Your task:
Reproduce all of the items below word for word, leaving out the pictures.

Records:
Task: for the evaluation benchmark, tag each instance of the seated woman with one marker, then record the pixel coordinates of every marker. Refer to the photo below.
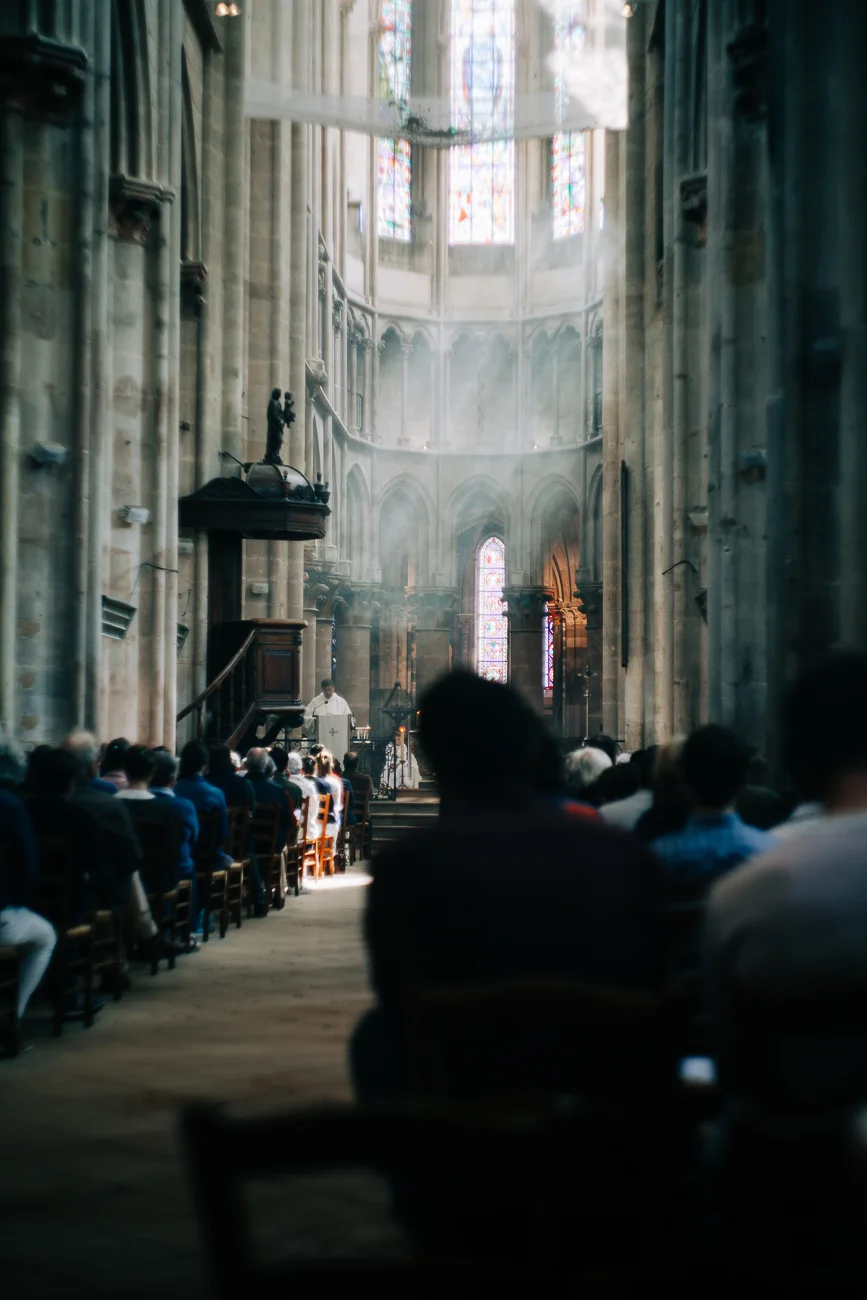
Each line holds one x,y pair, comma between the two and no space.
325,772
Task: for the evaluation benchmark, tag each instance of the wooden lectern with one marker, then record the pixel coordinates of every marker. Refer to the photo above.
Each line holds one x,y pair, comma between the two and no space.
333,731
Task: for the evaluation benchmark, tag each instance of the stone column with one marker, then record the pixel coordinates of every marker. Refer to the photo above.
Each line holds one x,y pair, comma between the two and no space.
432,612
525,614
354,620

The solution:
Task: for the evaluation benchmark, tag each instance of the seated woman with one marker, then record the pixel coordinates of every marker. Refer to the photo below.
Each line holds one x,y pair, comma between the two and no space.
325,772
Task: for the evaluation benchmark, tag each instance of the wooden lectern with one marker, then record the pixel coordinates of every marker. Refer to the photo above.
Each line holds one x,y pair, comma between the two and no space.
333,731
Task: for the evaluation benchmark, tag each instance of the stone column with one marker, then record the pixel coordinates of every marker. Refer to the photo above.
Each line holds one x,y pair, comma between the two and no space.
432,612
525,614
354,620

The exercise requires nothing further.